═══ TEXT PASSAGE ═══
As for the object that would serve as the basis for the search, in trying to find a rich example to put our ideas into practice, we chose to look for wheels. The rationale behind this decision was based on the recurrent presence of the abstract circular shape triggered by the idea of cycle, repetition, and iteration that have permeated this project. In addition, the corpus we had available contained the film La roue (The Wheel, Abel Gance, 1923), which seemed to be a funny and relevant coincidence. However, beyond the symbolic aspects of this choice, the interest in studying wheels also lied in their ubiquity. On the one hand, we wondered whether the fact that wheels were present in so many objects would provide us with a general idea of the corpus and allow us to come up with unforeseen connections. On the other hand, we thought that the search for such a ubiquitous object would allow us to test the technology and reflect on the possibilities and limitations of using an AI system like Snoop for studying cinema history.
After conducting approximately 30 rounds of searches, we ended up with a file of 482 frames showing wheels. Before starting, we decided not to engage in a quantitative analysis. Therefore, during our interaction with Snoop, we did not always mark positive examples from the same sequence. This decision aimed to reduce the number of similar photogrammes from the same sequence in the final file. For each project, the researcher needs to decide how to strike a balance between the online training of Snoop and the research project’s needs. Having repeated images in the search results is unavoidable because, statistically, the most similar images to a given photogramme are always other photogrammes from the same sequence. The ‘novelty’ parameter favours images from other sequences, but excerpts from a single sequence are bound to appear again. If we only keep one and mark the rest as negative, Snoop will be confused, and this will have an impact on further findings. These are all methodological choices that affect results.
═══
## [SET EXERCISE 1]
In the passage about searching a film corpus for wheels, how many frames showing wheels did the final file contain?
The passage and the entries are separate, unrelated material.
═══ THE DATA ═══
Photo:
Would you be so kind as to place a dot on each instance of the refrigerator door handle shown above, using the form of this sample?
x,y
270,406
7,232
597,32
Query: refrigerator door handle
═══
## [SET EXERCISE 2]
Put every line of the saved data entries into a numbered list, omitting any blank lines.

## [PROBLEM SOLUTION 1]
482 frames.

## [PROBLEM SOLUTION 2]
1. Photo:
2. Would you be so kind as to place a dot on each instance of the refrigerator door handle shown above, using the form of this sample?
3. x,y
4. 270,406
5. 7,232
6. 597,32
7. Query: refrigerator door handle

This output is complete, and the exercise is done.